- Aim:
In the listing below, lay out the stretch from the line containing "For the evaluation set, point out every instance of the overhead" through the line containing "point(436, 66)" as a Markdown table with the columns Row and Line. Number each row and leave out blank lines.

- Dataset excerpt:
START

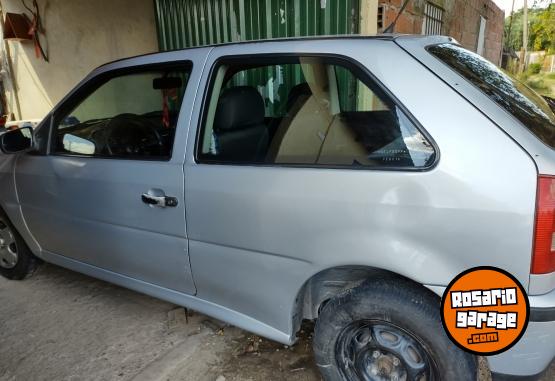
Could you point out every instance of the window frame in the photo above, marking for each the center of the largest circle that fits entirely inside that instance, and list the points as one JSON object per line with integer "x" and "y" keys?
{"x": 357, "y": 68}
{"x": 91, "y": 85}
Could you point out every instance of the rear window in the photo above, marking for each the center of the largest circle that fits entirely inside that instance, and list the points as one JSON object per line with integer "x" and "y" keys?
{"x": 531, "y": 109}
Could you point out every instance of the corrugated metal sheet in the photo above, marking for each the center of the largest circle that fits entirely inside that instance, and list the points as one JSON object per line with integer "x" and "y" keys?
{"x": 189, "y": 23}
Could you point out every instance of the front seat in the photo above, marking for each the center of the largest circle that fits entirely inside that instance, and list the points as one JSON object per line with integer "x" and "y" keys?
{"x": 239, "y": 129}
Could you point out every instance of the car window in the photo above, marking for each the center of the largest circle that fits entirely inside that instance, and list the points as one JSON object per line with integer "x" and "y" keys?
{"x": 306, "y": 111}
{"x": 127, "y": 116}
{"x": 533, "y": 111}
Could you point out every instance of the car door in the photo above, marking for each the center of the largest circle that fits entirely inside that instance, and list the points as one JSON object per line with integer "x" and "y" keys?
{"x": 298, "y": 159}
{"x": 110, "y": 191}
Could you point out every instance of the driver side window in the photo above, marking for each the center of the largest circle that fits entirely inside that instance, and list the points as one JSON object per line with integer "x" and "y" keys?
{"x": 129, "y": 116}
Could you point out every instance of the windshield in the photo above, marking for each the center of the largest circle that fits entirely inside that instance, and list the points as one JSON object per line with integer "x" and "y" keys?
{"x": 531, "y": 109}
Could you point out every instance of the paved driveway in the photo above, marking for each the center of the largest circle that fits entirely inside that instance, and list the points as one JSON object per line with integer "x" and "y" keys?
{"x": 61, "y": 325}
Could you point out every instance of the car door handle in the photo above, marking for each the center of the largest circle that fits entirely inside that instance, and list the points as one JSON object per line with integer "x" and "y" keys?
{"x": 160, "y": 201}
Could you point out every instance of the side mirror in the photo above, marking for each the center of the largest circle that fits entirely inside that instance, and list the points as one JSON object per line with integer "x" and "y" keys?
{"x": 75, "y": 144}
{"x": 15, "y": 141}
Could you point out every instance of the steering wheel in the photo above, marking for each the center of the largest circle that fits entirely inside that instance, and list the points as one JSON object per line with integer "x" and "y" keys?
{"x": 132, "y": 135}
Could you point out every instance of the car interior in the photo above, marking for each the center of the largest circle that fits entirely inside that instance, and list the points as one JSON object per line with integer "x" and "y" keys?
{"x": 328, "y": 117}
{"x": 122, "y": 128}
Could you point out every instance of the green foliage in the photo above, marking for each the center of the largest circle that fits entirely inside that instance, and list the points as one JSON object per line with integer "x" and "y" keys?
{"x": 535, "y": 68}
{"x": 537, "y": 84}
{"x": 541, "y": 31}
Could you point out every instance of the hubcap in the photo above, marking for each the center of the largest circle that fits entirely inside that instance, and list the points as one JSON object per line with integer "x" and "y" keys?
{"x": 8, "y": 247}
{"x": 381, "y": 351}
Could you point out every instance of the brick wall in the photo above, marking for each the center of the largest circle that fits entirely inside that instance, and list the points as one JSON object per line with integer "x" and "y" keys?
{"x": 461, "y": 21}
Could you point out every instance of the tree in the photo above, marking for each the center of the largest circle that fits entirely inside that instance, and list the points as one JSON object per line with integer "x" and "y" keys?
{"x": 541, "y": 28}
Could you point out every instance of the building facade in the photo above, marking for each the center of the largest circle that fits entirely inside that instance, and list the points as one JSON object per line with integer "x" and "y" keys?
{"x": 476, "y": 24}
{"x": 80, "y": 35}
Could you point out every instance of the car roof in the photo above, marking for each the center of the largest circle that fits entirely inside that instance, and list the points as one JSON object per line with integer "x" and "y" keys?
{"x": 330, "y": 38}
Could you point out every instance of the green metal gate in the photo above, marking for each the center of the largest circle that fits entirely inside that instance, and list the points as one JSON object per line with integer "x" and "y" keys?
{"x": 189, "y": 23}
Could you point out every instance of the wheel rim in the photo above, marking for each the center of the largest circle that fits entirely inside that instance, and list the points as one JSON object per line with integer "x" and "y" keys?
{"x": 380, "y": 351}
{"x": 8, "y": 247}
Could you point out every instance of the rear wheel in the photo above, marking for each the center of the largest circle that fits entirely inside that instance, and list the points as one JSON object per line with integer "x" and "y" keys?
{"x": 387, "y": 329}
{"x": 16, "y": 260}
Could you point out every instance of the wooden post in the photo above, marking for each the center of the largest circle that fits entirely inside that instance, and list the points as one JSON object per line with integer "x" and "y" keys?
{"x": 11, "y": 73}
{"x": 369, "y": 17}
{"x": 525, "y": 35}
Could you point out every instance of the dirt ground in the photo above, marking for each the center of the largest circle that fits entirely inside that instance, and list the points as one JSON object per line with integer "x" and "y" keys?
{"x": 61, "y": 325}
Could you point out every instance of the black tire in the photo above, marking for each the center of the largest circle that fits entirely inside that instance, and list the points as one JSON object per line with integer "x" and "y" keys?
{"x": 409, "y": 314}
{"x": 26, "y": 262}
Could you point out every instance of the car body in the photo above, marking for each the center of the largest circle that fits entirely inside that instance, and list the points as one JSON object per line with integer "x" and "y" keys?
{"x": 263, "y": 245}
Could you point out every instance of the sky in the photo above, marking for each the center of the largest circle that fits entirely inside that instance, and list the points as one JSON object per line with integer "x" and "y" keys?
{"x": 507, "y": 4}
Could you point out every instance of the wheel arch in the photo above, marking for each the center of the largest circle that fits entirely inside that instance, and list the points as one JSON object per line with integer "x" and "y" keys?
{"x": 328, "y": 283}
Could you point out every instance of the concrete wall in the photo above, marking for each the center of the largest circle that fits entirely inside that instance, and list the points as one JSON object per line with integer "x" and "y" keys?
{"x": 462, "y": 21}
{"x": 80, "y": 35}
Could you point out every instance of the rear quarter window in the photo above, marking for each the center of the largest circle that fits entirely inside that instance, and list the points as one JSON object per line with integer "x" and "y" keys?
{"x": 531, "y": 109}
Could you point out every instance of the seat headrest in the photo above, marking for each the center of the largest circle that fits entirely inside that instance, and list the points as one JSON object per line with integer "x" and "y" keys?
{"x": 299, "y": 91}
{"x": 238, "y": 108}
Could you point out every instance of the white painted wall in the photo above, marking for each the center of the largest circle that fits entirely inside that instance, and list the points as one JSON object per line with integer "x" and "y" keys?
{"x": 80, "y": 36}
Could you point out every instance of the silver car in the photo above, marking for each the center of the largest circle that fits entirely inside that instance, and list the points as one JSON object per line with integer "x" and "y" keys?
{"x": 342, "y": 180}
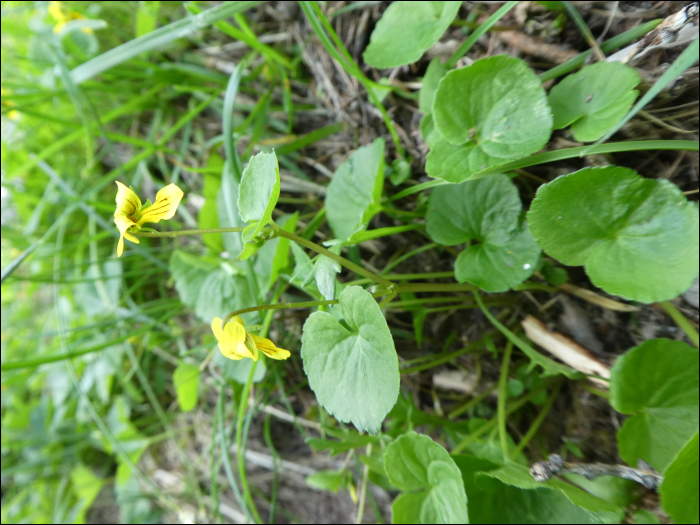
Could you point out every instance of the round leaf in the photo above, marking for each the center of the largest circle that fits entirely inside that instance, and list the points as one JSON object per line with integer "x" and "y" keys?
{"x": 638, "y": 238}
{"x": 354, "y": 373}
{"x": 432, "y": 483}
{"x": 485, "y": 210}
{"x": 593, "y": 99}
{"x": 211, "y": 287}
{"x": 406, "y": 30}
{"x": 679, "y": 490}
{"x": 488, "y": 113}
{"x": 657, "y": 383}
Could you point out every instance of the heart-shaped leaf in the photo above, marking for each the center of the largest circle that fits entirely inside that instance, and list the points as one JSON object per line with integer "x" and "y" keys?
{"x": 486, "y": 210}
{"x": 433, "y": 491}
{"x": 353, "y": 194}
{"x": 406, "y": 30}
{"x": 354, "y": 372}
{"x": 638, "y": 238}
{"x": 657, "y": 384}
{"x": 259, "y": 191}
{"x": 594, "y": 99}
{"x": 679, "y": 490}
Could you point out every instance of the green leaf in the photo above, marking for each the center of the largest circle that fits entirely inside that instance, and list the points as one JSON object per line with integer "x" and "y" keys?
{"x": 527, "y": 500}
{"x": 239, "y": 371}
{"x": 485, "y": 210}
{"x": 433, "y": 491}
{"x": 208, "y": 215}
{"x": 355, "y": 372}
{"x": 86, "y": 487}
{"x": 638, "y": 238}
{"x": 436, "y": 70}
{"x": 212, "y": 287}
{"x": 406, "y": 30}
{"x": 656, "y": 383}
{"x": 641, "y": 516}
{"x": 186, "y": 381}
{"x": 326, "y": 479}
{"x": 594, "y": 99}
{"x": 259, "y": 191}
{"x": 679, "y": 490}
{"x": 554, "y": 275}
{"x": 488, "y": 113}
{"x": 227, "y": 210}
{"x": 353, "y": 194}
{"x": 429, "y": 132}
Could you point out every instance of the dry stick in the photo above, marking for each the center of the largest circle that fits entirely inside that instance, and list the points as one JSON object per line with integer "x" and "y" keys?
{"x": 644, "y": 474}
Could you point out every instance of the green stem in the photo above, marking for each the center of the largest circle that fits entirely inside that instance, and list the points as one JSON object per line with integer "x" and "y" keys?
{"x": 472, "y": 402}
{"x": 287, "y": 235}
{"x": 359, "y": 270}
{"x": 538, "y": 421}
{"x": 243, "y": 405}
{"x": 181, "y": 233}
{"x": 435, "y": 287}
{"x": 443, "y": 359}
{"x": 502, "y": 397}
{"x": 488, "y": 426}
{"x": 314, "y": 15}
{"x": 469, "y": 42}
{"x": 681, "y": 321}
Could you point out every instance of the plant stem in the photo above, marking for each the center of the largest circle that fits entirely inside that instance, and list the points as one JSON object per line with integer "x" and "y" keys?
{"x": 363, "y": 489}
{"x": 538, "y": 420}
{"x": 181, "y": 233}
{"x": 502, "y": 397}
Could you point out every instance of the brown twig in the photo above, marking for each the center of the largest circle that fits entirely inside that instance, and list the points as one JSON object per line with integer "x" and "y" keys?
{"x": 644, "y": 474}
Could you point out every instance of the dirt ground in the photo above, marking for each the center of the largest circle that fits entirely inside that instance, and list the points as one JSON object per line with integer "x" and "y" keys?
{"x": 579, "y": 417}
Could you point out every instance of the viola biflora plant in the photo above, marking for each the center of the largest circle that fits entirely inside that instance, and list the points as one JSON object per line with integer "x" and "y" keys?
{"x": 635, "y": 237}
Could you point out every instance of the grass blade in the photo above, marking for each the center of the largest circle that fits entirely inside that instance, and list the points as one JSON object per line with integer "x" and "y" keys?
{"x": 156, "y": 38}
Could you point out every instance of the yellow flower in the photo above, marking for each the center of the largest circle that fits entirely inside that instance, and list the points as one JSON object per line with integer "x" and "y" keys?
{"x": 236, "y": 343}
{"x": 63, "y": 16}
{"x": 131, "y": 214}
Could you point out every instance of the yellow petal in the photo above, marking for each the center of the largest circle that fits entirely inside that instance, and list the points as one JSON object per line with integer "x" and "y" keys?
{"x": 233, "y": 345}
{"x": 251, "y": 346}
{"x": 268, "y": 348}
{"x": 124, "y": 224}
{"x": 167, "y": 201}
{"x": 216, "y": 328}
{"x": 128, "y": 203}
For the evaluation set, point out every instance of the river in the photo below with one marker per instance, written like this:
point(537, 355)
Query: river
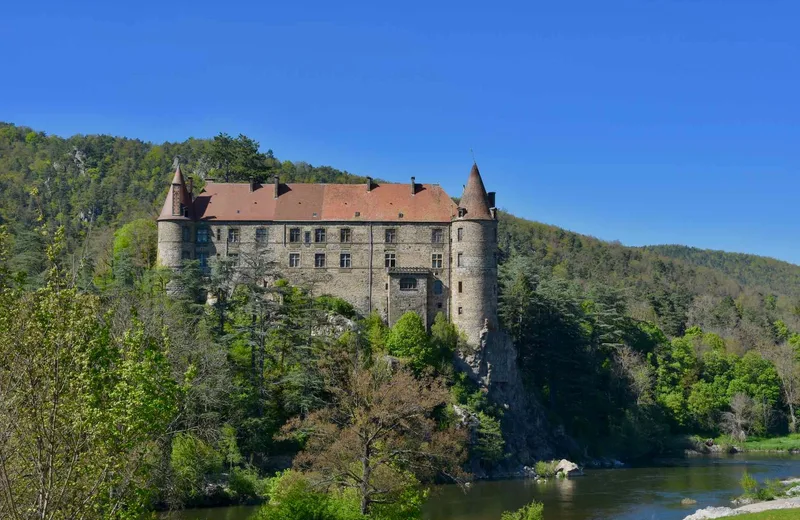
point(640, 493)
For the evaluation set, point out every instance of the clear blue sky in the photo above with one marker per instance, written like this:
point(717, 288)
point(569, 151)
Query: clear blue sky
point(641, 121)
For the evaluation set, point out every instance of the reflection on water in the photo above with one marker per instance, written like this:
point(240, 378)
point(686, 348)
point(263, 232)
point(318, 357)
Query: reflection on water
point(651, 493)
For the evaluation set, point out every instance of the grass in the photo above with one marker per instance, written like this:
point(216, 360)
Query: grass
point(785, 443)
point(779, 514)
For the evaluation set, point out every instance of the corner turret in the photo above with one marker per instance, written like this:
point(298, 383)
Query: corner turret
point(175, 224)
point(473, 250)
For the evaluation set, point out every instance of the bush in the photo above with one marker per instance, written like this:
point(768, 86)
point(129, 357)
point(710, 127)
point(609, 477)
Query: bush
point(194, 463)
point(546, 469)
point(291, 497)
point(533, 511)
point(337, 306)
point(245, 485)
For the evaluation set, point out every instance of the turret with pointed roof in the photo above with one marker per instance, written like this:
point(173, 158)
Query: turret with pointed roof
point(474, 246)
point(475, 201)
point(178, 205)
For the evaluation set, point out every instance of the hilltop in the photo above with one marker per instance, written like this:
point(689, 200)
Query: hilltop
point(93, 184)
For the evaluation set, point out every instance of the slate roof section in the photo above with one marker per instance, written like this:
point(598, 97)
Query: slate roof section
point(325, 202)
point(475, 200)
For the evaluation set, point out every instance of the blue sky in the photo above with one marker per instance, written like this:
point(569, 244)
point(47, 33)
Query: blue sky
point(641, 121)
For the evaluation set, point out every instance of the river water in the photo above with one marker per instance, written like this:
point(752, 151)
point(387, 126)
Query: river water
point(641, 493)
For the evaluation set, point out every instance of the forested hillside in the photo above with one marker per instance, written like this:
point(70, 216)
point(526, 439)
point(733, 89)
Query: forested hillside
point(620, 347)
point(752, 270)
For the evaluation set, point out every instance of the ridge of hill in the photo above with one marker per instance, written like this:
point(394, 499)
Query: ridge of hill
point(93, 184)
point(748, 269)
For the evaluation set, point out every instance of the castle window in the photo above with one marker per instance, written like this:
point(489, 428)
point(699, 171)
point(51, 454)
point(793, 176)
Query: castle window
point(408, 284)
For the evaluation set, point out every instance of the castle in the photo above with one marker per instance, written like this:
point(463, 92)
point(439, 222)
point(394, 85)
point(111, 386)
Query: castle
point(382, 247)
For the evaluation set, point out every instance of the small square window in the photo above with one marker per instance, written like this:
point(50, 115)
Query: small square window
point(408, 284)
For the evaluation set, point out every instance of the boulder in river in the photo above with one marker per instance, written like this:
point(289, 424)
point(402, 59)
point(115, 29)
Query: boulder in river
point(568, 469)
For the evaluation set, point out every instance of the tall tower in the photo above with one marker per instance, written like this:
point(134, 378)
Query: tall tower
point(175, 230)
point(473, 253)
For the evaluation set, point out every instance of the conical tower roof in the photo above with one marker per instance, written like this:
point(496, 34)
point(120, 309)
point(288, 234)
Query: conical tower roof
point(172, 209)
point(474, 200)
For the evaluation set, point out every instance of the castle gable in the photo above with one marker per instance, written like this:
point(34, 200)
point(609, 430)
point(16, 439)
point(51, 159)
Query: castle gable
point(325, 202)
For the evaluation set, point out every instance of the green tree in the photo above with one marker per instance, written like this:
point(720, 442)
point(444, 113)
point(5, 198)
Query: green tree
point(81, 407)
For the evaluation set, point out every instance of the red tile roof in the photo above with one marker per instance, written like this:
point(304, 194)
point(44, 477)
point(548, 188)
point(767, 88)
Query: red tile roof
point(325, 202)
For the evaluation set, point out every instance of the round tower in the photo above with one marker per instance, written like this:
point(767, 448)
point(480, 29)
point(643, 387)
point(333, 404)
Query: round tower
point(473, 249)
point(175, 230)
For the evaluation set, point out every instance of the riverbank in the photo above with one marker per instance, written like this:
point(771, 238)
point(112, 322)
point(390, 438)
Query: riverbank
point(790, 507)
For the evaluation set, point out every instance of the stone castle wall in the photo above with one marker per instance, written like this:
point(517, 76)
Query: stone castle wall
point(365, 284)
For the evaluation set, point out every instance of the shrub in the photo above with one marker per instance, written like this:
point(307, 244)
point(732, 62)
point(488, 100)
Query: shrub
point(749, 485)
point(533, 511)
point(337, 306)
point(291, 497)
point(546, 469)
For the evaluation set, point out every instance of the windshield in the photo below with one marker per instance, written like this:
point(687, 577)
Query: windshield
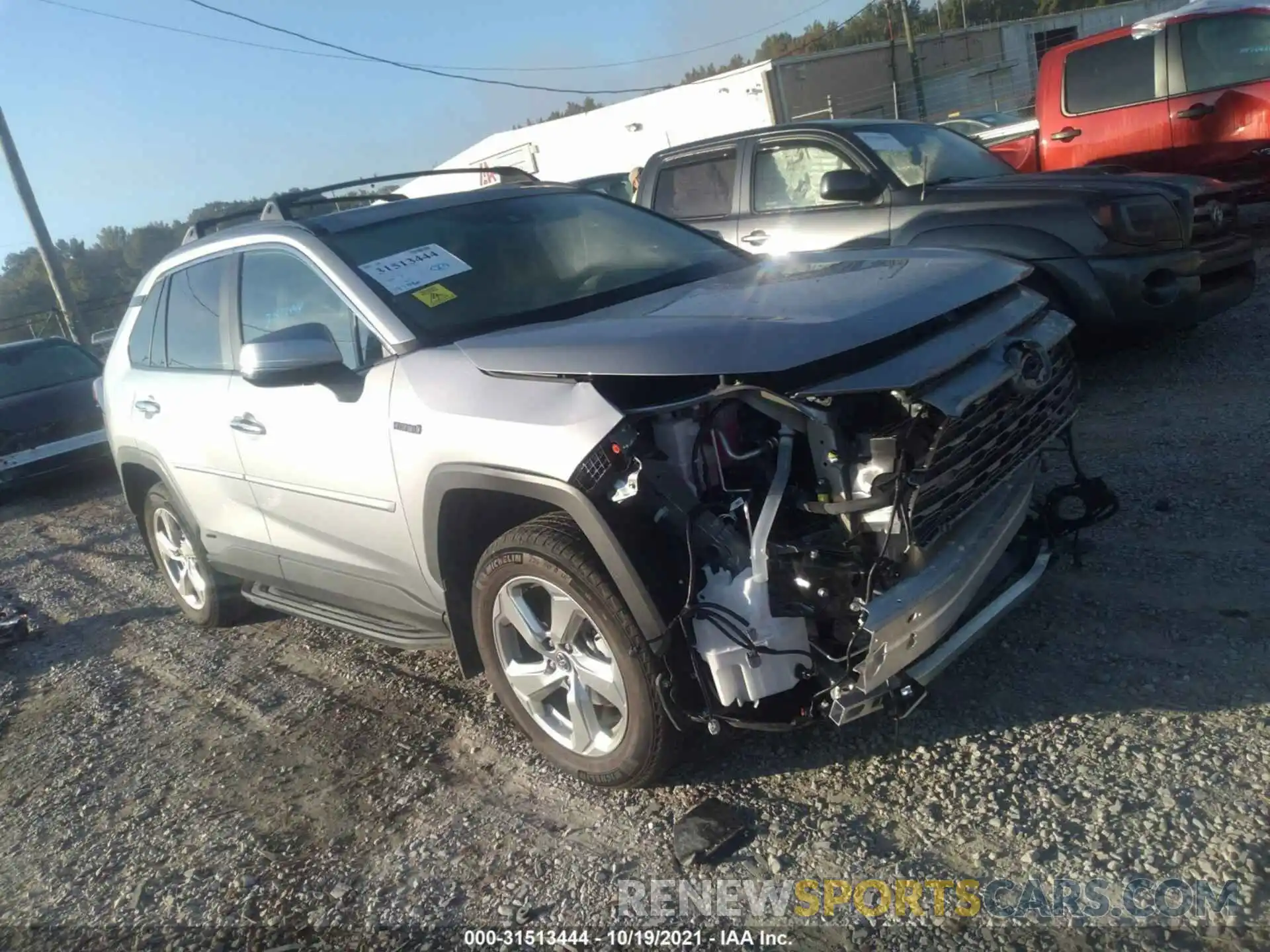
point(488, 264)
point(616, 186)
point(934, 154)
point(28, 368)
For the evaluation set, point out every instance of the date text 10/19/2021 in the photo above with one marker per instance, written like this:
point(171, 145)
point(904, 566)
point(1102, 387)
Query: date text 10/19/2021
point(625, 938)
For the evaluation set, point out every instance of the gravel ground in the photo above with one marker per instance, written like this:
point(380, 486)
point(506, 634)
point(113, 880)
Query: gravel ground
point(286, 786)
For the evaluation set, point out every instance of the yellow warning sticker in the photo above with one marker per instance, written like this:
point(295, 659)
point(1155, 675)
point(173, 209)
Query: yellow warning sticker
point(435, 295)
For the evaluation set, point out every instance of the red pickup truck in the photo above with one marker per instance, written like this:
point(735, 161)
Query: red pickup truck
point(1184, 92)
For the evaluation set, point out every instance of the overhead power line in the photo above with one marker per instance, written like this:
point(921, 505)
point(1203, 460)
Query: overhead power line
point(412, 66)
point(436, 66)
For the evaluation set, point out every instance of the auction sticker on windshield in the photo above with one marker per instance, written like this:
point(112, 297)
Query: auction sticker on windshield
point(882, 141)
point(435, 295)
point(407, 270)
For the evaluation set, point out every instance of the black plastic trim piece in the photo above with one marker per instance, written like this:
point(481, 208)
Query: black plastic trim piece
point(562, 495)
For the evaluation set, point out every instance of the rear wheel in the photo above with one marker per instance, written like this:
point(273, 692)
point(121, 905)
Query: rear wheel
point(567, 659)
point(202, 594)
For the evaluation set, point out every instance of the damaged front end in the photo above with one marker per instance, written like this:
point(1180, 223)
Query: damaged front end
point(839, 542)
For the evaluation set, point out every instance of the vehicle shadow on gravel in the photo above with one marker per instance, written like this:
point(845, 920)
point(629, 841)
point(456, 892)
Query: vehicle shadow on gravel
point(51, 644)
point(97, 481)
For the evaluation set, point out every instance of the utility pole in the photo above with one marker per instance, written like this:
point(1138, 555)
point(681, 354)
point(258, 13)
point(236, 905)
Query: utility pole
point(912, 61)
point(48, 252)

END

- Solution to the problem:
| Row | Line |
|---|---|
| 1 | For the evaluation set, point out every instance of the overhead power line in the photo above with one marker per instance, written like this: |
| 2 | point(921, 505) |
| 3 | point(1203, 460) |
| 4 | Query: overhead power line |
| 5 | point(412, 66) |
| 6 | point(436, 66) |